Required work: Could you rewrite the entries starting at the line that contains "Please, if you would, locate the white trim" and ending at the line that contains "[279,271,291,288]", replacing "barn" with "stable" and leaving everything else unchanged?

(Saved entries)
■ ■ ■ ■ ■ ■ ■

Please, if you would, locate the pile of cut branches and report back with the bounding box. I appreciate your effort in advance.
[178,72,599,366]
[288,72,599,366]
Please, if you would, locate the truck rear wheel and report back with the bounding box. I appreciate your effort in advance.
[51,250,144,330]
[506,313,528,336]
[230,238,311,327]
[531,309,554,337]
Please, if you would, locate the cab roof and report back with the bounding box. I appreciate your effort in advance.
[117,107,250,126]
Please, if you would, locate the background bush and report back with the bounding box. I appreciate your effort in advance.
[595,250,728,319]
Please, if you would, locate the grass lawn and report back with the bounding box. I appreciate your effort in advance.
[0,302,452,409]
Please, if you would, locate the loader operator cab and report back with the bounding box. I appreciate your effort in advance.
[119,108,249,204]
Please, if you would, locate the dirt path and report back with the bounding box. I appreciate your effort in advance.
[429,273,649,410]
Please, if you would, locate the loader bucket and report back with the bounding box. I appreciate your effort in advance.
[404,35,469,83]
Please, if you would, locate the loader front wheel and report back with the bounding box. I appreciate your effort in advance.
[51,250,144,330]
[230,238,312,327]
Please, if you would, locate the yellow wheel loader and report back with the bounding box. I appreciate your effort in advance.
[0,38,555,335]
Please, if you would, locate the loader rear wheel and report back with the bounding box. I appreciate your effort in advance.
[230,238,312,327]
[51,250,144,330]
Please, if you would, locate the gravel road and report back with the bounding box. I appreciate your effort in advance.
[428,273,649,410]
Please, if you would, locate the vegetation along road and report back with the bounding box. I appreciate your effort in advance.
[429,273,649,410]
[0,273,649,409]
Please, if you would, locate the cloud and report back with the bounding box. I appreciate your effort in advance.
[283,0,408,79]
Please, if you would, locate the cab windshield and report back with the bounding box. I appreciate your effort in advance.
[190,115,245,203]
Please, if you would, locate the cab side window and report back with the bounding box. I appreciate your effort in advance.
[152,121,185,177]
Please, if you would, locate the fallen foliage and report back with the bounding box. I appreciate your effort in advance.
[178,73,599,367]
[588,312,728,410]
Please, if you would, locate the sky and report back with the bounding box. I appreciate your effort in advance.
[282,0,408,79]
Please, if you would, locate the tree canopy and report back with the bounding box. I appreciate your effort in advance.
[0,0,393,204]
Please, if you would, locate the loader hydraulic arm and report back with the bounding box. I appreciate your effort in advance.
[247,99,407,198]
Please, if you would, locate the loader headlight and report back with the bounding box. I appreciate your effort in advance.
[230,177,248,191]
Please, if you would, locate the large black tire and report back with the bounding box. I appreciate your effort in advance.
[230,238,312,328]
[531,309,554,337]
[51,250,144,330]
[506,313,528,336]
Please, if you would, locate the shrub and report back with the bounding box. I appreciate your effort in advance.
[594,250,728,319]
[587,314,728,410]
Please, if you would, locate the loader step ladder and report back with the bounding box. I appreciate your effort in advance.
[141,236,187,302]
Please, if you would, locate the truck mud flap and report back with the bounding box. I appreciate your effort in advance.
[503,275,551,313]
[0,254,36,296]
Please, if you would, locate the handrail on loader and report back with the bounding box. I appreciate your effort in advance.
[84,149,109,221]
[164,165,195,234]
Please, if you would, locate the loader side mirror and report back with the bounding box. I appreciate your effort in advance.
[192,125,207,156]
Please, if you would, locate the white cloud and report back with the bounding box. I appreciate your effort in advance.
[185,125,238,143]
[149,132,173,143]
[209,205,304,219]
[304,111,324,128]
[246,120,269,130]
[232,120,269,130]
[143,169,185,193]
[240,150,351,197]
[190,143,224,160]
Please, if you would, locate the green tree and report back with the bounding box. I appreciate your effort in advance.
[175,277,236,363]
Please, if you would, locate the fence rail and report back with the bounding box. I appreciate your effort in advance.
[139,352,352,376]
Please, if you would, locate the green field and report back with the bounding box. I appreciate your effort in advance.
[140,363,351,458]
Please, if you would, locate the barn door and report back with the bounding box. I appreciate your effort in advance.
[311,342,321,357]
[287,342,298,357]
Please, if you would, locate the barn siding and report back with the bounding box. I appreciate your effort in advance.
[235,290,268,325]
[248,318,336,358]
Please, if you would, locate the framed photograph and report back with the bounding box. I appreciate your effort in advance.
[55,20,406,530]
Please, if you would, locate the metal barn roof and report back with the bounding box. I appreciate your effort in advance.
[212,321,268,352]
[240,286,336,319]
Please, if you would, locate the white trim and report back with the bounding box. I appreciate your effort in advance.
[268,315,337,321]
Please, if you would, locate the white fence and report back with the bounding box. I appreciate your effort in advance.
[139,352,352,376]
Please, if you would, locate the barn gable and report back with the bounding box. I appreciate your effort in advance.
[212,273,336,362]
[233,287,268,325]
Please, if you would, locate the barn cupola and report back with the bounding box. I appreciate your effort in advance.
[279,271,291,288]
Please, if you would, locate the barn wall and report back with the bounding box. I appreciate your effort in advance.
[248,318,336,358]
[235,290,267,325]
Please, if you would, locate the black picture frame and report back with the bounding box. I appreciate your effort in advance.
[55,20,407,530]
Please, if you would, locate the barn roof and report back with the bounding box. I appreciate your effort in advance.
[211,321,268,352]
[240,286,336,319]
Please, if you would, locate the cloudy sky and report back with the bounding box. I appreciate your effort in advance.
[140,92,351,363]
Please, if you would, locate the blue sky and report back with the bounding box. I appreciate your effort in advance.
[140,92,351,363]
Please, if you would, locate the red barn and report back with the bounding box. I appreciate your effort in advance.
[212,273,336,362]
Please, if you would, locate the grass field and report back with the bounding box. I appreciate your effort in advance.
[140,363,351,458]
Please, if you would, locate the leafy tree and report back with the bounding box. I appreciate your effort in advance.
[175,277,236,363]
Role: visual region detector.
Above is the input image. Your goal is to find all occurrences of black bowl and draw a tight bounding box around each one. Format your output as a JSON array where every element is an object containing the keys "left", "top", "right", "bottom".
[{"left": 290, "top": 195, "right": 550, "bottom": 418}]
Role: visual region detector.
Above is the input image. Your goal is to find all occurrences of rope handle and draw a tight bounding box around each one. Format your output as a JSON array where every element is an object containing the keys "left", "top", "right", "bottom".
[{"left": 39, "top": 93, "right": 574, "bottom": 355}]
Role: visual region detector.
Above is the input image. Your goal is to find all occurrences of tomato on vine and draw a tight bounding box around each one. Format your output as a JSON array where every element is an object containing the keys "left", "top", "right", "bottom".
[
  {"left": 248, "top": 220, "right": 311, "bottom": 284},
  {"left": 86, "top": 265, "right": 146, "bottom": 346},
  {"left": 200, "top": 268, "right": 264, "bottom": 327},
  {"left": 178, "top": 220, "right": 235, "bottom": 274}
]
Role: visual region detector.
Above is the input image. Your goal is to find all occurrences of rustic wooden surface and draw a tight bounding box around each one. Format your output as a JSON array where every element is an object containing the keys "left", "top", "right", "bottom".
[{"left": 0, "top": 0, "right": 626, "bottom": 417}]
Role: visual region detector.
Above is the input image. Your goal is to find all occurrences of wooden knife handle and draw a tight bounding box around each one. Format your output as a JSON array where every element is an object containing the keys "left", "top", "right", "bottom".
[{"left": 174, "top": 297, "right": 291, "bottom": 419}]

■ ■ ■ ■ ■ ■ ■

Answer:
Please, if you would, locate the white trim and report back with the bounding box. I appreciate your effort in advance.
[268,315,337,321]
Please, if you would, locate the white fence and report back with the bounding box. I appreciate your effort in advance.
[139,352,352,376]
Please, if you would, locate the stable gable and report back with the bounding box. I appreciate your effort in advance.
[212,273,336,362]
[233,287,268,325]
Please, if you would, locate the stable cupola and report back with the bounding box. I appreciate your effort in advance.
[279,271,291,288]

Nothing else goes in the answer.